(DIRECTIONS FOR THIS TASK) Lines in which "foliage" appears should be pulled from the data below.
______
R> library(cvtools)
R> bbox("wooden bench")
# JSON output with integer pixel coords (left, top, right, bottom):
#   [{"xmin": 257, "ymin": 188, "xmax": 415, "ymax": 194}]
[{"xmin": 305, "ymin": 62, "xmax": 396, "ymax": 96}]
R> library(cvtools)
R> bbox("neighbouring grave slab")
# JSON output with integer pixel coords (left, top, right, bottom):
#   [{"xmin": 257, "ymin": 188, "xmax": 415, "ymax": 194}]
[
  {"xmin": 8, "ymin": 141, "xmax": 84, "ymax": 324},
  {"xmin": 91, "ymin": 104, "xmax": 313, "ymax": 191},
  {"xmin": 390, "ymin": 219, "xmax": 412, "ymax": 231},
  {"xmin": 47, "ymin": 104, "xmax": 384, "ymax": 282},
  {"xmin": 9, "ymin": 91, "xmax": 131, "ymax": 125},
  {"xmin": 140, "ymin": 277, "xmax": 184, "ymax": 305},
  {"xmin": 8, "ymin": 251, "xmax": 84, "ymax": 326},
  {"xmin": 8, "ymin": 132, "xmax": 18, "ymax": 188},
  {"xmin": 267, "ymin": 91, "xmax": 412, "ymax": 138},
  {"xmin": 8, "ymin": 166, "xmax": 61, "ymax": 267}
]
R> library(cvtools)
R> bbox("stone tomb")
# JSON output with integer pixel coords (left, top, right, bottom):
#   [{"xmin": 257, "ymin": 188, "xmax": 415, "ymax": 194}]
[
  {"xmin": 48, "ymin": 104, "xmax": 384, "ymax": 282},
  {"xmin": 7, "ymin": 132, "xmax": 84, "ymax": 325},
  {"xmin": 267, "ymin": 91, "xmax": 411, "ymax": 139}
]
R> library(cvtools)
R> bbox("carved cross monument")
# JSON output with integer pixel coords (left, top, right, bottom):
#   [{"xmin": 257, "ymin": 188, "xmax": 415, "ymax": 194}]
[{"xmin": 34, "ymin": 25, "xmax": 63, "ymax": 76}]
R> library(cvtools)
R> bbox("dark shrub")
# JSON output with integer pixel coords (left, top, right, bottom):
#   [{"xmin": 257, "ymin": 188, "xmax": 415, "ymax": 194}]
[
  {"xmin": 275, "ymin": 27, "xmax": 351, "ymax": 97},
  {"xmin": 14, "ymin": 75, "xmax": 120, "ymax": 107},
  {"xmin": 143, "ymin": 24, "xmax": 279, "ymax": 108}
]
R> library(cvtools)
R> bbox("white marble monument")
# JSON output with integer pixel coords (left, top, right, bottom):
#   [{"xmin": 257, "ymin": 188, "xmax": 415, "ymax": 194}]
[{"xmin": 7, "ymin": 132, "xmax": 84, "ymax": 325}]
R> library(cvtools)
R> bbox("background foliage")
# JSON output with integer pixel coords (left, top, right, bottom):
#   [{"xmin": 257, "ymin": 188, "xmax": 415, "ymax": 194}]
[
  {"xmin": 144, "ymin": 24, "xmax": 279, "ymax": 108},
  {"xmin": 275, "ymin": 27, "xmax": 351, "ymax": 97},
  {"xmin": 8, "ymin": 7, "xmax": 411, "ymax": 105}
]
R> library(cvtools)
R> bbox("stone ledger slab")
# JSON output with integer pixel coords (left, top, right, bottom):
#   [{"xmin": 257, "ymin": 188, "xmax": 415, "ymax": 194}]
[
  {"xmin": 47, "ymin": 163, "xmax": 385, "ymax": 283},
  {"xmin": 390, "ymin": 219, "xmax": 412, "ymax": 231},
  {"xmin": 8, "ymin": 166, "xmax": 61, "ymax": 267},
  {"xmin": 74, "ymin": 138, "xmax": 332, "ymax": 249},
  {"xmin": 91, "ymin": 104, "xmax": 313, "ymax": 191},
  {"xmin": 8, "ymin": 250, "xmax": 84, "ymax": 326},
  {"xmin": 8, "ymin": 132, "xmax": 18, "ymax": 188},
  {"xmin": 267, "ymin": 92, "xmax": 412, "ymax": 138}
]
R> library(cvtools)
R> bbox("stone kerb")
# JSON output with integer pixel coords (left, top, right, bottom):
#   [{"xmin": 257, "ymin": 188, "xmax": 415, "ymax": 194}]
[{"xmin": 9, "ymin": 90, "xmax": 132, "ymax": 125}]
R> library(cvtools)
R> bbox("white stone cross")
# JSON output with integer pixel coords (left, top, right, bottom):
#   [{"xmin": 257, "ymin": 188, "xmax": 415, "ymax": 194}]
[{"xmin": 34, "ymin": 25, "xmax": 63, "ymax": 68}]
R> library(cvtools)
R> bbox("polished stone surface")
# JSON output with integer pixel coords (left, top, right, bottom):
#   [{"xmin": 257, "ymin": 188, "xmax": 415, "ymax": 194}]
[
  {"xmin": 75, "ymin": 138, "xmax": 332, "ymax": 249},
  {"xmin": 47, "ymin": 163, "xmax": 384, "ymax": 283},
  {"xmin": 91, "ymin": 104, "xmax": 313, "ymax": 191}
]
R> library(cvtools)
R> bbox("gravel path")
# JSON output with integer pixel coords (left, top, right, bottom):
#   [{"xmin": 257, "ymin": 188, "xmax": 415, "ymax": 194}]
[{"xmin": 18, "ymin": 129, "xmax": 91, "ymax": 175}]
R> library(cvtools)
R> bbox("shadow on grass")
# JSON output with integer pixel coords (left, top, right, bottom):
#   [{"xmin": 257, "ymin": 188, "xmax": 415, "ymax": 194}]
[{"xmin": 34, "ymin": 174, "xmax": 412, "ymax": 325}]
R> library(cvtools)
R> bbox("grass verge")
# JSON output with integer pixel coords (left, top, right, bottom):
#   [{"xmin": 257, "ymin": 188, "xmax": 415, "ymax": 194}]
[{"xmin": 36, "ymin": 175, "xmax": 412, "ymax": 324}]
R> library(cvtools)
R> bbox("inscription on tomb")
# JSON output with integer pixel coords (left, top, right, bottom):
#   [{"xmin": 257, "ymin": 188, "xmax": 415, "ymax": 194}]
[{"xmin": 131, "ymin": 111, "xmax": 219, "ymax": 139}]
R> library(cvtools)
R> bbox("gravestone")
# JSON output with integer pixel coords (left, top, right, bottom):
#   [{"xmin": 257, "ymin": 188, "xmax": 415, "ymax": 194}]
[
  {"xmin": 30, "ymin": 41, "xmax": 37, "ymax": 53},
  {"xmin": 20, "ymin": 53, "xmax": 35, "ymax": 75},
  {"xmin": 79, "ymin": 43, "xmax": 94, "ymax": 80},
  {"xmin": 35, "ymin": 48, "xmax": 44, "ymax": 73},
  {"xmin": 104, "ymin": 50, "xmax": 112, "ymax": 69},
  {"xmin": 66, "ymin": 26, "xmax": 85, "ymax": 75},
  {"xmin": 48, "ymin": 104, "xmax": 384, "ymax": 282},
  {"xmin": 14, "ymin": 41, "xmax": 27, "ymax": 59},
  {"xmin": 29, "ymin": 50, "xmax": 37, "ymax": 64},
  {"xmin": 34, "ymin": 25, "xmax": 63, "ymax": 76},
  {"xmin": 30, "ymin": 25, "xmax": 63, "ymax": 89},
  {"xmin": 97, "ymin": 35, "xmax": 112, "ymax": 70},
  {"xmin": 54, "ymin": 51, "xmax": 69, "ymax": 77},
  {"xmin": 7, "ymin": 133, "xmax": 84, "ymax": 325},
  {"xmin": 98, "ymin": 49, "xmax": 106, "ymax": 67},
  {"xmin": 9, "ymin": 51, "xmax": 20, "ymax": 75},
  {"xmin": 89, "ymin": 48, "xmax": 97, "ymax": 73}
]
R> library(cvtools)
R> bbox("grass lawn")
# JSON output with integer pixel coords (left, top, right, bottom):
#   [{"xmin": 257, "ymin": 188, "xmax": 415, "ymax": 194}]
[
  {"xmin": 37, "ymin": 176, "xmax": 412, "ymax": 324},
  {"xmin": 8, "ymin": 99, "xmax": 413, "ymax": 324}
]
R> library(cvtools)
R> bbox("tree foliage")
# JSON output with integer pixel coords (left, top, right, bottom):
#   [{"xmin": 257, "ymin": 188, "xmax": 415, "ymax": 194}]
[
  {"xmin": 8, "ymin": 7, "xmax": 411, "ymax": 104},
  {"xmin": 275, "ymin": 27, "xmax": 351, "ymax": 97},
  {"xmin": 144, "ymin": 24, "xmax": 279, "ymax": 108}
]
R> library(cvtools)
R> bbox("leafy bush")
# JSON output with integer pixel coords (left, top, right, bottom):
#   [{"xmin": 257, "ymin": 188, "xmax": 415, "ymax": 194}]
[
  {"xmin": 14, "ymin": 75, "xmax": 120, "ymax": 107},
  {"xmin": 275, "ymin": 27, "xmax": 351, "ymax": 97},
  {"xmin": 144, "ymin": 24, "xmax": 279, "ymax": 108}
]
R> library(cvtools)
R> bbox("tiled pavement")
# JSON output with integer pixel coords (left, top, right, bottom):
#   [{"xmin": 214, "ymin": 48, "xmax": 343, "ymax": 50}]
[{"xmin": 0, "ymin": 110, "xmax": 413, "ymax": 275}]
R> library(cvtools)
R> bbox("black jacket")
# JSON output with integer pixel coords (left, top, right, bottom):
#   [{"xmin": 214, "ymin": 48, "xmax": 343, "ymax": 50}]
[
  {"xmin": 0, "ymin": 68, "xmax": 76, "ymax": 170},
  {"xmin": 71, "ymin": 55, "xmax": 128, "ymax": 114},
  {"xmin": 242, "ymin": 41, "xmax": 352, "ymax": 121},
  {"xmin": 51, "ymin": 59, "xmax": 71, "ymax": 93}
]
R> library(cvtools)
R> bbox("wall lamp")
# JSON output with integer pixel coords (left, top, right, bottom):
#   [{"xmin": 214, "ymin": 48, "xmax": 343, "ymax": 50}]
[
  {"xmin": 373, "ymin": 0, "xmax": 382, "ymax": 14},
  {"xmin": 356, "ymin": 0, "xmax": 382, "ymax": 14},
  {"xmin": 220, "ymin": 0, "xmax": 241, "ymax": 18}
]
______
(RESPONSE AREA)
R> bbox("background foliage")
R> bbox("tree foliage")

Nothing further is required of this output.